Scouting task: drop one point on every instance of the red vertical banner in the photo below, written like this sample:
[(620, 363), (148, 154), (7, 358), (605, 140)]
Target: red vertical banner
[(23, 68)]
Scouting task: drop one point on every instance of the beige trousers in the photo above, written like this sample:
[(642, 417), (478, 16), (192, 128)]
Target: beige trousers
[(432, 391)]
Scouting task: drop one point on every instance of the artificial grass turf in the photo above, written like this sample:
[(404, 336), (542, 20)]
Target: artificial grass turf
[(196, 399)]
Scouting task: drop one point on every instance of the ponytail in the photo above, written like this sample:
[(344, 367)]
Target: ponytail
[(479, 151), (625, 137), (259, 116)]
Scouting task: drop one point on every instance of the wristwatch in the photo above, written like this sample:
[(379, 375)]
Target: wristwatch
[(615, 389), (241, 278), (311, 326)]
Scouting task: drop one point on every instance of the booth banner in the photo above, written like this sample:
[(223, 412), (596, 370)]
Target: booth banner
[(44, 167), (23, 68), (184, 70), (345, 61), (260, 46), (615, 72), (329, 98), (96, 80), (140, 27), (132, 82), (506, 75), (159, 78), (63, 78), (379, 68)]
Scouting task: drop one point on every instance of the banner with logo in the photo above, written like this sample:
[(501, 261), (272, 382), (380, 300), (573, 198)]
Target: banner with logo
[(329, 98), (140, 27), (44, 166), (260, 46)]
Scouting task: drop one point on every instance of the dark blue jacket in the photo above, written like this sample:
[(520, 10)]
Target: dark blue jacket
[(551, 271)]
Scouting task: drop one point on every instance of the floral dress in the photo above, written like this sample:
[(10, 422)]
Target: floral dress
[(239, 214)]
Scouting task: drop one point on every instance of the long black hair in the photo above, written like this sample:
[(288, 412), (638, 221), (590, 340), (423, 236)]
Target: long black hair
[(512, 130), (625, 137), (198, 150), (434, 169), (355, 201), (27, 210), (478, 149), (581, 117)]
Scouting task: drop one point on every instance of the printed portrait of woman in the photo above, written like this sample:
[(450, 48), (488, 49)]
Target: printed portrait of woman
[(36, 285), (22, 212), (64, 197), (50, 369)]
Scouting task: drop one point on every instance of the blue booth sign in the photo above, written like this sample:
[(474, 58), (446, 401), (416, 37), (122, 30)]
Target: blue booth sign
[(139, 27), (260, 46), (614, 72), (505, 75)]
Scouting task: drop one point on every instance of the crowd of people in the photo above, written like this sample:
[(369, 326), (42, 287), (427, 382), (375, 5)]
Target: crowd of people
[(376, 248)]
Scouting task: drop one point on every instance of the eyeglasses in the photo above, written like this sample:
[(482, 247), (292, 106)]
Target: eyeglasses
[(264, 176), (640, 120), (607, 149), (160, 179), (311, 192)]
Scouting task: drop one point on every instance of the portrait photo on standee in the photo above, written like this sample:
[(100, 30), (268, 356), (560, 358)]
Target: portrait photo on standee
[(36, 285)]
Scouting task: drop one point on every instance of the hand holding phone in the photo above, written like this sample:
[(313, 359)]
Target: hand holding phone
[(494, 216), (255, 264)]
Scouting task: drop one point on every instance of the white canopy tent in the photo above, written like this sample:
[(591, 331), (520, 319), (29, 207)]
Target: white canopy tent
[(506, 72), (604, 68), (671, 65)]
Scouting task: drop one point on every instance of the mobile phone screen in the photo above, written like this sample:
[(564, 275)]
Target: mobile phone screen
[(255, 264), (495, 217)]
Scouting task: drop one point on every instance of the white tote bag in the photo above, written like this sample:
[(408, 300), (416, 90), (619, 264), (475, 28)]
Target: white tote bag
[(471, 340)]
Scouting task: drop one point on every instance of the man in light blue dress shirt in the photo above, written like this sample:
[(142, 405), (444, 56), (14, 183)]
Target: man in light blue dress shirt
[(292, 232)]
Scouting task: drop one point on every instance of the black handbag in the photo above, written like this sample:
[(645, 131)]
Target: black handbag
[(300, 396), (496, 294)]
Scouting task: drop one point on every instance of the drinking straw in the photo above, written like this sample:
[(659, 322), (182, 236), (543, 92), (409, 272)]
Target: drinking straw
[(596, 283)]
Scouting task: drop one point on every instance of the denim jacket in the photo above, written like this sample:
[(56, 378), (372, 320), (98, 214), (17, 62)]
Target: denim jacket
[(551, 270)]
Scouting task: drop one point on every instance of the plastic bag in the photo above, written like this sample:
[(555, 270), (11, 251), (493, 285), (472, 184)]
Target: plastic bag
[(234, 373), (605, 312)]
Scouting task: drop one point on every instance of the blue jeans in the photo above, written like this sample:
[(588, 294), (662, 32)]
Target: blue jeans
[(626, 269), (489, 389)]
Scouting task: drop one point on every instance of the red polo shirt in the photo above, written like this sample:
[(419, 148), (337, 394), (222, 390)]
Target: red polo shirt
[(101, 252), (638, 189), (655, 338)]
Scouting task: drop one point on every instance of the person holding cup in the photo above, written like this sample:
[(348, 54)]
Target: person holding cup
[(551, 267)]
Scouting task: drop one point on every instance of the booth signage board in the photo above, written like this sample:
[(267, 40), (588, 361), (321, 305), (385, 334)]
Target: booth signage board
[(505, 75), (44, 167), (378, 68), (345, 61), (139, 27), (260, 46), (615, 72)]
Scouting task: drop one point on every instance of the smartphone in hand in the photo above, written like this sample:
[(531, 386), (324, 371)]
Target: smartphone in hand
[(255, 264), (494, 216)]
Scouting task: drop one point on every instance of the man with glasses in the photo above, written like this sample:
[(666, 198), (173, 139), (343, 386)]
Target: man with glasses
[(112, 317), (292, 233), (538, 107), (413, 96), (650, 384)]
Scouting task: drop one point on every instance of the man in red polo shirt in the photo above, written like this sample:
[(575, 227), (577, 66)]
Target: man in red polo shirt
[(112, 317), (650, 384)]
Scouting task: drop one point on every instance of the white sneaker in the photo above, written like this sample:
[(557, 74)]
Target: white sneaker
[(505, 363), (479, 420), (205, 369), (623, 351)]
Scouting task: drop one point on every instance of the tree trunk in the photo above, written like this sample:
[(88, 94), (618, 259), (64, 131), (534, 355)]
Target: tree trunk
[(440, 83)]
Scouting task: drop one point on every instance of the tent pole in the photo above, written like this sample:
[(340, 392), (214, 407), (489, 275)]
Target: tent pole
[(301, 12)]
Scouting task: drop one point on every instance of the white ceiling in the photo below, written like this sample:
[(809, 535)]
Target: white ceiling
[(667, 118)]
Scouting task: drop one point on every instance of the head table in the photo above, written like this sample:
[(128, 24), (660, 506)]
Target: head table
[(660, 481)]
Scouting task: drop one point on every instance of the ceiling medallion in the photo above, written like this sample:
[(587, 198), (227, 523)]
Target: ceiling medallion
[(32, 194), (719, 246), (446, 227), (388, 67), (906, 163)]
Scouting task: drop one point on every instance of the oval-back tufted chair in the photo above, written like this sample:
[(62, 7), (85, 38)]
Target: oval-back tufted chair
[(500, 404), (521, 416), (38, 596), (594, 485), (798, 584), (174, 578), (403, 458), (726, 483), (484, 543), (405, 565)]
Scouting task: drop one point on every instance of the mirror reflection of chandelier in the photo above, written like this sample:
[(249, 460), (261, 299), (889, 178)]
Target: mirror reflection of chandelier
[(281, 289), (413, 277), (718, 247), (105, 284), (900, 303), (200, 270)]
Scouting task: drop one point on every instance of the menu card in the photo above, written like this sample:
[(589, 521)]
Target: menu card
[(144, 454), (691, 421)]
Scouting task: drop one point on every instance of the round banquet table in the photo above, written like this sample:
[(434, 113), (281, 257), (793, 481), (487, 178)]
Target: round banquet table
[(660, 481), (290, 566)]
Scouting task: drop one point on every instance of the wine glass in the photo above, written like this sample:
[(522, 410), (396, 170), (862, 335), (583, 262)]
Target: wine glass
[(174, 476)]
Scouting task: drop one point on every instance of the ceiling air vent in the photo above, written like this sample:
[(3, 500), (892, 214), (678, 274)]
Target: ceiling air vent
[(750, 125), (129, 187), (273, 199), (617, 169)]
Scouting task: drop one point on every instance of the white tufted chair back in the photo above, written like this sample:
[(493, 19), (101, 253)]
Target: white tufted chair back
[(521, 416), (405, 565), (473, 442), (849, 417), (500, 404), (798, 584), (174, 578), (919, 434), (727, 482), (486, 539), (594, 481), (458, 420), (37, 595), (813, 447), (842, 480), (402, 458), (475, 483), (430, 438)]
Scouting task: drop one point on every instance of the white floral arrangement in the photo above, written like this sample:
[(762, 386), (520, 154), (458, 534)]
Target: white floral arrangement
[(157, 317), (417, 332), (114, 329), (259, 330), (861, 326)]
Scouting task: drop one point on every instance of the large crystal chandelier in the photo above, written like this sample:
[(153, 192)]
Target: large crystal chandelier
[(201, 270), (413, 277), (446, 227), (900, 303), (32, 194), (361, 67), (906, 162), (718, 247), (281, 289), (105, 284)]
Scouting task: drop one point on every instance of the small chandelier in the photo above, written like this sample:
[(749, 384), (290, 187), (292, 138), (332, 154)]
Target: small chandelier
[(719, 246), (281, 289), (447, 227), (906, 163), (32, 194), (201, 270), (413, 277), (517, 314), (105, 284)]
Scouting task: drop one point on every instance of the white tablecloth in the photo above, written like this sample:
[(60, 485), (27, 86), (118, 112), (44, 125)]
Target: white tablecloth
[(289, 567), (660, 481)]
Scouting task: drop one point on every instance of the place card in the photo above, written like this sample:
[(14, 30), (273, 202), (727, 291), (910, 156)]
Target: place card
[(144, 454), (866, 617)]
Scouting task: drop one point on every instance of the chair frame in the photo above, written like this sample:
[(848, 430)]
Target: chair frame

■ WHAT IS EXPECTED
Output the lines of the records above exactly as they appear, from the line containing "[(223, 412), (596, 370)]" through the line containing "[(501, 261), (272, 382), (380, 300), (573, 198)]".

■ SOLUTION FOR THIS PROBLEM
[(223, 412), (596, 370)]
Target: booth banner
[(44, 167), (23, 68), (184, 70), (345, 61), (260, 46), (615, 72), (329, 98), (96, 80), (140, 27), (132, 82), (506, 75), (159, 78), (63, 78), (379, 68)]
Scouting task: drop one point on every instance of the banner with logo in the photo above, written like this sample:
[(501, 261), (272, 382), (380, 300), (573, 198)]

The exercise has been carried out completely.